What you should do:
In the entries that follow, the line with "of the overcast" opens the range and the line with "of the arched" closes it; repeat that range exactly, both lines included.

Items listed in a dataset:
┌────────

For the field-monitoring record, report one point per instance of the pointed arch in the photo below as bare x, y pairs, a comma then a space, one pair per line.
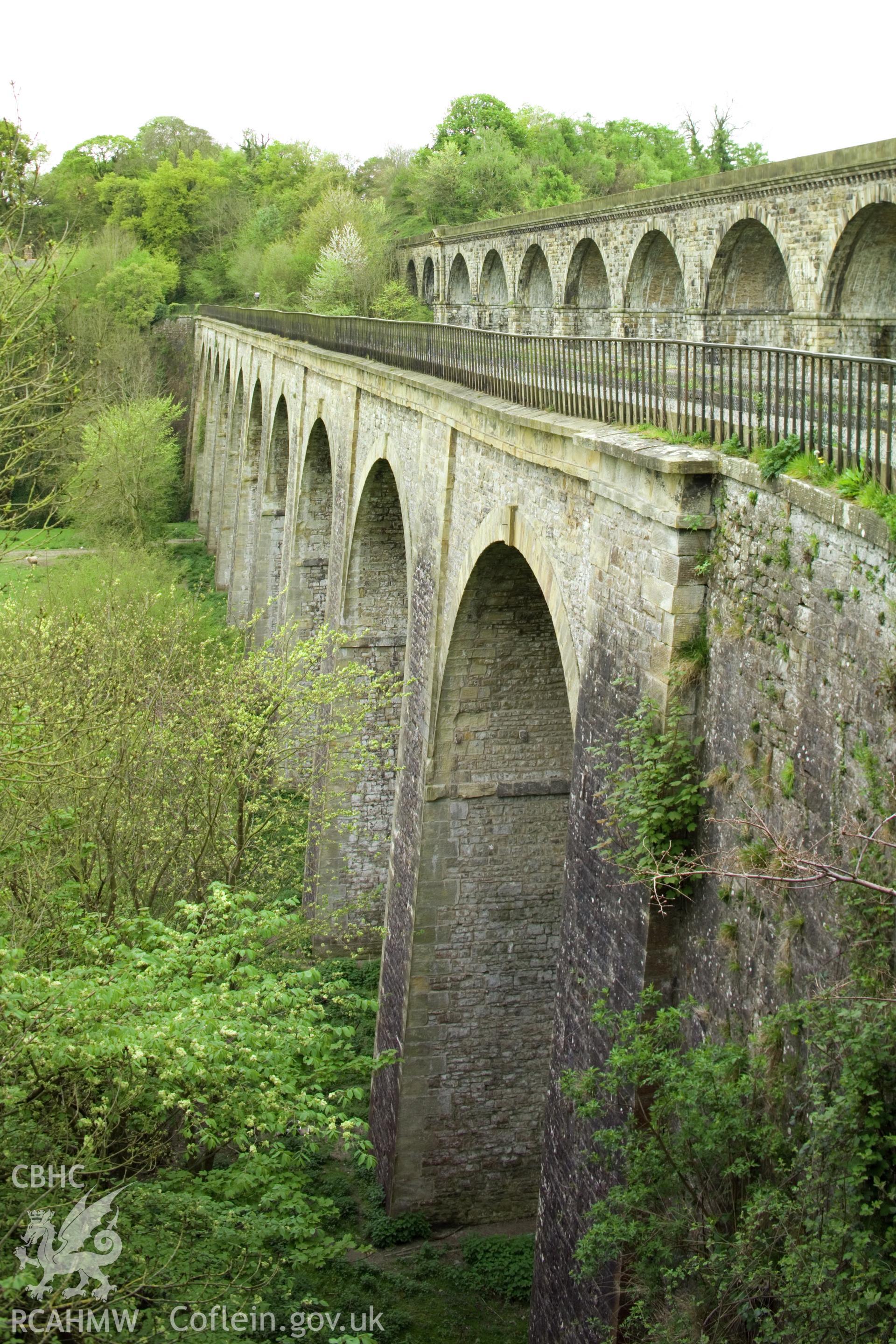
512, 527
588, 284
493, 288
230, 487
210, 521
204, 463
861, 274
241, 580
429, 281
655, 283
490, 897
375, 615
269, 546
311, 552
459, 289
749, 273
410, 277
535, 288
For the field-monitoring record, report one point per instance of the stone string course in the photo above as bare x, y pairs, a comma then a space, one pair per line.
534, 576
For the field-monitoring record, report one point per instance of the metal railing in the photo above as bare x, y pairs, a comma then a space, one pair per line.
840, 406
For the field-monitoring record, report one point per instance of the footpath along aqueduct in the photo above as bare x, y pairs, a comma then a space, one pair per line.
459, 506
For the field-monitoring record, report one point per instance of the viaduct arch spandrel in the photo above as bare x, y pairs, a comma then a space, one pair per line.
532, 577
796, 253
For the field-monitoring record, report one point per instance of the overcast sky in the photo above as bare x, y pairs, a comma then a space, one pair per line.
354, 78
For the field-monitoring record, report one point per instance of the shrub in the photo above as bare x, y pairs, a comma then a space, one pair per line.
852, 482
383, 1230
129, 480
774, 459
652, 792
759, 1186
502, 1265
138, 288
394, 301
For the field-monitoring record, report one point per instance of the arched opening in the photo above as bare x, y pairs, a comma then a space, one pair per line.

└────────
┌────────

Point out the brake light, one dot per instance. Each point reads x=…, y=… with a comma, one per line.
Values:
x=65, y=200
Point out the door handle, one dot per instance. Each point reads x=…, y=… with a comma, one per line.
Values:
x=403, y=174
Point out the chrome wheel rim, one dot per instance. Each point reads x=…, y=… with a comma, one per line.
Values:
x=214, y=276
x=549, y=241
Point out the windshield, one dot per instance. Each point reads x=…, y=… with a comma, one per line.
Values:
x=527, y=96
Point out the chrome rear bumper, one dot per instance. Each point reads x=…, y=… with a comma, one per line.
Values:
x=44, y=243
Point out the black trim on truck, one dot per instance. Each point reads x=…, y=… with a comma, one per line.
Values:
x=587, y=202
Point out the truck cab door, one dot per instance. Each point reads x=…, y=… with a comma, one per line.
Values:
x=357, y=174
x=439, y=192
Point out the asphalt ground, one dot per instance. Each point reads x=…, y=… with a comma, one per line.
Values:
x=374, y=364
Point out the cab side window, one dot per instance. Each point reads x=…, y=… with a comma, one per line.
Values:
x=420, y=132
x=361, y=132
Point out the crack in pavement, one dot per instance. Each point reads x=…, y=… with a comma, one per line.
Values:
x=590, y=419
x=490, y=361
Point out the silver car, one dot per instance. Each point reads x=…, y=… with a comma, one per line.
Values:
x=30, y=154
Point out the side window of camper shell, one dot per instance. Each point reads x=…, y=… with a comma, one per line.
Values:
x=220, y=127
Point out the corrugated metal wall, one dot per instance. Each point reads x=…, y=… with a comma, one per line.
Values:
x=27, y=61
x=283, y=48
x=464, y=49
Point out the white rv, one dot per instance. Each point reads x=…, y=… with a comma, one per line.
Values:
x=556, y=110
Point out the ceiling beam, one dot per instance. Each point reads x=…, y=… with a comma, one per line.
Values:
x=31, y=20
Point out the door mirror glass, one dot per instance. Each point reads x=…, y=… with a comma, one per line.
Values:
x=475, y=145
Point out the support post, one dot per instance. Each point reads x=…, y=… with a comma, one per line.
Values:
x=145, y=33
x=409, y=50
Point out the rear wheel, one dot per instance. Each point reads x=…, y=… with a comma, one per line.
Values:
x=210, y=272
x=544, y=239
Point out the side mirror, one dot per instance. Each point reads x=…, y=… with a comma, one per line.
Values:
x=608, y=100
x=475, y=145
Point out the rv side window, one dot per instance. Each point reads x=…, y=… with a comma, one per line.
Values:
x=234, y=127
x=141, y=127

└────────
┌────────

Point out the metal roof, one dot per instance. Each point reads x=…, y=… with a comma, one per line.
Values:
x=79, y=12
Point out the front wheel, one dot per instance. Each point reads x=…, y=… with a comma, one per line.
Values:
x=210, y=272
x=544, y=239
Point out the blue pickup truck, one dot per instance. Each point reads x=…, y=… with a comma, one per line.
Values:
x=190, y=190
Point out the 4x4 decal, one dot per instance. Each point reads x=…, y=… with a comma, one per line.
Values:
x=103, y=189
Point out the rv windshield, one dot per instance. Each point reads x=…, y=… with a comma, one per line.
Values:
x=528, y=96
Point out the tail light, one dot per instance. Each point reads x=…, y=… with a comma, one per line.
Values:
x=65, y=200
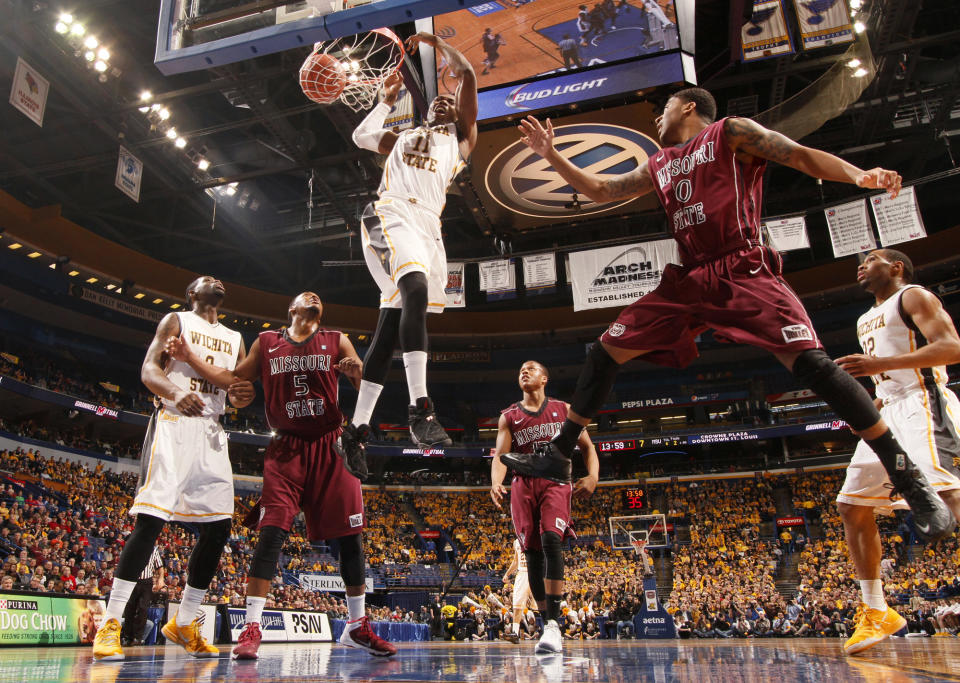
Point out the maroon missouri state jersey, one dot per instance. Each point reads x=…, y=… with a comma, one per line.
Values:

└────────

Answer for the task:
For the field-monitoring record, report one point per instance of the overcast sky in the photo above as bare x, y pairs, a comma then a space, one pair per line.
354, 78
For the field-monitoring record, report one point per instance of the shrub in the photo above as bare x, y pairs, a comma then a space, one pair per line.
852, 482
383, 1230
129, 480
774, 459
652, 792
759, 1186
502, 1265
138, 288
394, 301
For the field-monitoring record, report one point per instance of the arched opening in the photo above as bare x, y pairs, a comma then a space, one pair per line.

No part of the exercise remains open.